§ Document:
# # #

HOWEVER,WHAT Weese misses in his argument--and what most, if not all, Clinton supporters also miss in theirs--is that not everyone who rejects both Clinton and Trump does so simply because we reject their policies (though we do), but because we reject their parties and the two-party system they represent.

Thus, I would like to propose a third definition of a wasted vote to add to Weese's mathematical analysis. After all, votes, as well as abstentions, are ideologically motivated (yes, apathy is ideological--there is a reason for voter reticence beyond "laziness").

My definition of a wasted vote is this: Voting for a candidate one doesn't want. I can think of no simpler explanation.

If you vote for the candidate you want, there's no such thing as a wasted vote. If you voted for a self-identified socialist in the primaries because that was the candidate you wanted to see win the presidential nomination, I encourage you to think long and hard before you decide to vote for the candidate of a pro-capitalist party in the general election.

I hope you don't consider your primary vote "wasted" because it was cast for a losing candidate. What was so inspiring about that candidate was not solely their personage, but the possibility that the message would win.

Capitulating to the illogic of lesser evilism means that we all lose. As the five-time socialist candidate for president Eugene V. Debs said over a century ago: "I'd rather vote for something I want and not get it than vote for something I don't want and get it."

Or as Democratic presidential nominee Hillary Clinton said earlier this year, "Vote your conscience."

# # #

§ Listed records:
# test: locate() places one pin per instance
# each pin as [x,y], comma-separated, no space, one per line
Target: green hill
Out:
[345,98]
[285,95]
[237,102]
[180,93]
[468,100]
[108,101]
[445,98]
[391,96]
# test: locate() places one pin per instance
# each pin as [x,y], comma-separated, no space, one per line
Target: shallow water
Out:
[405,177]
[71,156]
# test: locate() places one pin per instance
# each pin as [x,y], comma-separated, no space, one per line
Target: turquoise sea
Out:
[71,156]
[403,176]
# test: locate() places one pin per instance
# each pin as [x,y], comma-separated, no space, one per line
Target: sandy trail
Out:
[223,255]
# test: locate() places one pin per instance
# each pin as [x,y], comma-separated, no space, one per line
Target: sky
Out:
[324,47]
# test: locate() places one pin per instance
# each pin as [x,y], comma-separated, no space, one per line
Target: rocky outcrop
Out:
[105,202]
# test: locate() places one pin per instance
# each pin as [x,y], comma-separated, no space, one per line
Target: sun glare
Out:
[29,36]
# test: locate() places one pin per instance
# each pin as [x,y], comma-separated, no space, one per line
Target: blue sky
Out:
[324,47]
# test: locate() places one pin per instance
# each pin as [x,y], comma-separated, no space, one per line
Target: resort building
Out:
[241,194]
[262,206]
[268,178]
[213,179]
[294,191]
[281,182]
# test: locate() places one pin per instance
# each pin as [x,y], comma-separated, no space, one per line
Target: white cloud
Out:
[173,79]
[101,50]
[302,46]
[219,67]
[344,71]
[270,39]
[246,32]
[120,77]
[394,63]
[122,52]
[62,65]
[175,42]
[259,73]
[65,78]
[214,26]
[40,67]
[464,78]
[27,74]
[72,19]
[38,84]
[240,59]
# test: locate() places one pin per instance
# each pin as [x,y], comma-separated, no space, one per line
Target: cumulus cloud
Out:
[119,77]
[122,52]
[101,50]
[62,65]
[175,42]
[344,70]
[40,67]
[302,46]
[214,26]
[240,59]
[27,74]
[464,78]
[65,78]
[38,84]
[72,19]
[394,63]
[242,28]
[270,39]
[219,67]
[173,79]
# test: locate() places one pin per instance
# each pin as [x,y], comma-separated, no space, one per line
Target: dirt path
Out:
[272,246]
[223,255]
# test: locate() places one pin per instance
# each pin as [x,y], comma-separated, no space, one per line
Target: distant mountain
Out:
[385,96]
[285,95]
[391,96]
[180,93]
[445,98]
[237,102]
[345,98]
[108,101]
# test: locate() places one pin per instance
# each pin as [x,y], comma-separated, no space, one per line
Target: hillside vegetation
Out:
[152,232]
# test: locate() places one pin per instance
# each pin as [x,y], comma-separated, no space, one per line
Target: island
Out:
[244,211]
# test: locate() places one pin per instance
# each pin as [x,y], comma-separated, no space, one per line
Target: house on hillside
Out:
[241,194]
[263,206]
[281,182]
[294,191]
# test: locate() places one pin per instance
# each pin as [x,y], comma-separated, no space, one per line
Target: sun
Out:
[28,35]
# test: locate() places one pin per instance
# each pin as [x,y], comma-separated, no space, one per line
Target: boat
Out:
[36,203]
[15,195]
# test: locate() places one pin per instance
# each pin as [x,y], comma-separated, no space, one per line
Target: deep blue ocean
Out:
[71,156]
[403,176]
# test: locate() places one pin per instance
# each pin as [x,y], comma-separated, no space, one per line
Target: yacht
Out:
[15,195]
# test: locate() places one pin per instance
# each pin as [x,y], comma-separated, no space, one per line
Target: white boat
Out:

# # #

§ Short exercise:
Please state how the essay on wasted votes defines a wasted vote.

§ Answer for this exercise:
Voting for a candidate one doesn't want.